## DESCRIPTION OF THE TASK
Transcribe verbatim the portion of the forum thread on Australian saddles below, starting with "According to research" and going on through "saddle forum posts?".

## PASSAGE PROVIDED
———

# Australian Saddles(aussie saddle)?



## kitten_Val (Apr 25, 2007)

I got one cheap while back. It was very comfortable to sit in on "dummy" horse, but not on live one. I'm sure because it was very poor quality and didn't fit her well (so I returned it after just one ride). However I'd LOVE to try a real GOOD aussie, but they are not common around (in fact I don't know anyone who'd own one). From my understanding they are lighter and more comfortable then western, but gives more security then english. But it's just IMO of course.


----------



## Chella (May 23, 2009)

I have one. I don't use it though I like a horn on my saddle. It is much more secure than an English saddle the thigh rolls stick out in front of your thighs and kinda hold you in between them and the cantle. It doesn't seem to much lighter than my western saddle. I do like the looks of them. I bought it used at a tack swap and it was an expensive one, however I am not that great on saddle fitting and I think it is to narrow for my Qaurter horse he is kinda wide.


----------



## Gidji (Dec 19, 2008)

I've ridden in them mostly for trails and they really are quite comfy. True Aussie saddles don't have a horn and have a nice deep seet. They're quite secure but the sensation of posting in one for the first time is weird. These saddles were designed for Aussie stockmen who often spent weeks at a time in the saddle. I'm sure Wild-Spot can give you a better description and a whole lot of information on good brands because she's an expert


----------



## kitten_Val (Apr 25, 2007)

Gidji said:


> I've ridden in them mostly for trails and they really are quite comfy. True Aussie saddles don't have a horn and have a nice deep seet. They're quite secure *but the sensation of posting in one for the first time is weird. *These saddles were designed for Aussie stockmen who often spent weeks at a time in the saddle. I'm sure Wild-Spot can give you a better description and a whole lot of information on good brands because she's an expert


Hey, you just have to get a smooth horse, so you wouldn't have to post! :lol:


----------



## ButterfliEterna (May 2, 2010)

Pre-note: I am ready to blow up at this laptop for redirecting and erasing this post!! Is #4 the lucky charm?? Grr..

I, personally think they're a good idea; Western makes me feel more secure, but I give up comfort, and vice versa with English (currently ride).

According to research on the saddle, they're a specially developed hybrid of the two dominant "breed" of saddle. In the beginning, no one took to the saddle design quite like they did with Western and English... And mayhap the Austrailians continued to forge new styles for them? (I had this all written up super nice and smart-like in my previous deleted post  )

Anyways, you can get them in different styles these days, in regards to "horn/no horn" or "more English/more Western". Have you searched previous Austrailian saddle forum posts?

From what I have collected from them, "you get what you pay for" in the respect that you can buy a cheap Austrailian saddle.. but it may be cheap for a reason. There are some models that I've seen that are about $2-3k. Then again, I've never ridden in one... so I can't say that pricey is best. But it seems to be a semi-continued theme.

———

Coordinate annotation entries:

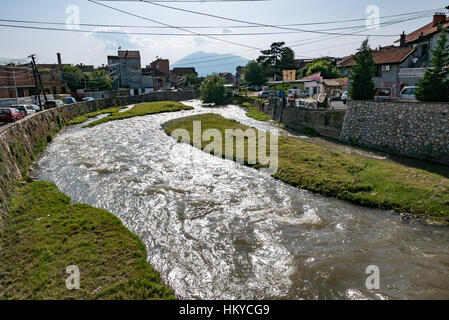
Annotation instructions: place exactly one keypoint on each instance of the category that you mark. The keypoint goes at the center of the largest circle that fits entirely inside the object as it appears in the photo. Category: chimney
(439, 18)
(403, 39)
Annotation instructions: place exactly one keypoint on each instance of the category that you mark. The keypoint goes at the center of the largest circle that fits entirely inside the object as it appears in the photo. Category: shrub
(213, 90)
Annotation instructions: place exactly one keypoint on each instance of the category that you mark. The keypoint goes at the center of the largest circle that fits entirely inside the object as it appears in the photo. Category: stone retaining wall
(418, 130)
(22, 141)
(327, 123)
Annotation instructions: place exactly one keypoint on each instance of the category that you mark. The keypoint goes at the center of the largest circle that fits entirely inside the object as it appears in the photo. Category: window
(378, 71)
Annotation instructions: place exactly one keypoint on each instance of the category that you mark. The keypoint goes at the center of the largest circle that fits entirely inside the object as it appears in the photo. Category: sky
(93, 48)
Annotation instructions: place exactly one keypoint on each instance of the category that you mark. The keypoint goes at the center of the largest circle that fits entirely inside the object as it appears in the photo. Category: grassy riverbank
(138, 110)
(44, 234)
(333, 173)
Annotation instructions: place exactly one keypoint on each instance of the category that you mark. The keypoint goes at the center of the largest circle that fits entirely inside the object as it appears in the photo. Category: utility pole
(39, 76)
(15, 86)
(36, 86)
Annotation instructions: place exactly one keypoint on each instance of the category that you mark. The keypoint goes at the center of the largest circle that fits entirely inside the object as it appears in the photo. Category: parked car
(408, 94)
(264, 94)
(69, 100)
(54, 103)
(253, 88)
(36, 107)
(10, 115)
(344, 97)
(22, 108)
(383, 94)
(298, 93)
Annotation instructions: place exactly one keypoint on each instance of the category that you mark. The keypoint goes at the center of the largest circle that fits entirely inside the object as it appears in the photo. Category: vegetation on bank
(87, 116)
(44, 234)
(138, 110)
(255, 113)
(334, 173)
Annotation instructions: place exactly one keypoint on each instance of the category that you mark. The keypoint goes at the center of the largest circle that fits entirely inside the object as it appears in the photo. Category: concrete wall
(327, 123)
(22, 141)
(418, 130)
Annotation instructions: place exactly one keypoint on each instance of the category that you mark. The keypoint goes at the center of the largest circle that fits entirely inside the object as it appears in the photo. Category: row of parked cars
(17, 112)
(20, 111)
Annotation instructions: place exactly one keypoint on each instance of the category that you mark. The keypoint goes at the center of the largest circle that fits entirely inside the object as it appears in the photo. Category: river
(218, 230)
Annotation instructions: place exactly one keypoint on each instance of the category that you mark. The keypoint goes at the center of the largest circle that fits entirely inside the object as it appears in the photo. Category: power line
(165, 24)
(212, 27)
(256, 23)
(388, 23)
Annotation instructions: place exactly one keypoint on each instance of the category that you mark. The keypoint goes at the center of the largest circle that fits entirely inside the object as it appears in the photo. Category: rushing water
(216, 229)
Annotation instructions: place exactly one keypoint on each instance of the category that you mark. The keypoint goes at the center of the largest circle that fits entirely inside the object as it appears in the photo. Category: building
(127, 66)
(239, 74)
(86, 68)
(178, 75)
(404, 65)
(424, 40)
(16, 82)
(388, 60)
(159, 70)
(229, 77)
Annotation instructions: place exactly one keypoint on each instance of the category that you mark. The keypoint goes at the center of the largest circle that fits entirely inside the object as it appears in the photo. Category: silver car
(408, 94)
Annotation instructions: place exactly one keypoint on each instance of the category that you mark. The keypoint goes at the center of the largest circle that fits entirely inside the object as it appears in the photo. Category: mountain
(207, 63)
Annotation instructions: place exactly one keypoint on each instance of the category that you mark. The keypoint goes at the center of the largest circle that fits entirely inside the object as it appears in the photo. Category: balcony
(415, 73)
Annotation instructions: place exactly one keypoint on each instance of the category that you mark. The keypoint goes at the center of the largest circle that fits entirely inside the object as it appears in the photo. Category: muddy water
(218, 230)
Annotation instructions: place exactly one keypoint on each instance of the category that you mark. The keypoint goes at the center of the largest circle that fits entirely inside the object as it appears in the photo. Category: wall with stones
(327, 123)
(22, 141)
(418, 130)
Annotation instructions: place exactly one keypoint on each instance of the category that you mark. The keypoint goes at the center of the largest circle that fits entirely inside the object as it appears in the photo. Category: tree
(74, 77)
(435, 84)
(325, 66)
(276, 59)
(213, 90)
(362, 85)
(254, 74)
(99, 80)
(191, 80)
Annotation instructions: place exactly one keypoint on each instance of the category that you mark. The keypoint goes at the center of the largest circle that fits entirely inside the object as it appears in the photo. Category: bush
(362, 85)
(213, 90)
(434, 86)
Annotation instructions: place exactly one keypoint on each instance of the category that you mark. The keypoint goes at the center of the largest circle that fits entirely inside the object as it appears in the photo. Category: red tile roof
(129, 54)
(427, 30)
(387, 55)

———

## TASK RESULT
According to research on the saddle, they're a specially developed hybrid of the two dominant "breed" of saddle. In the beginning, no one took to the saddle design quite like they did with Western and English... And mayhap the Austrailians continued to forge new styles for them? (I had this all written up super nice and smart-like in my previous deleted post  )

Anyways, you can get them in different styles these days, in regards to "horn/no horn" or "more English/more Western". Have you searched previous Austrailian saddle forum posts?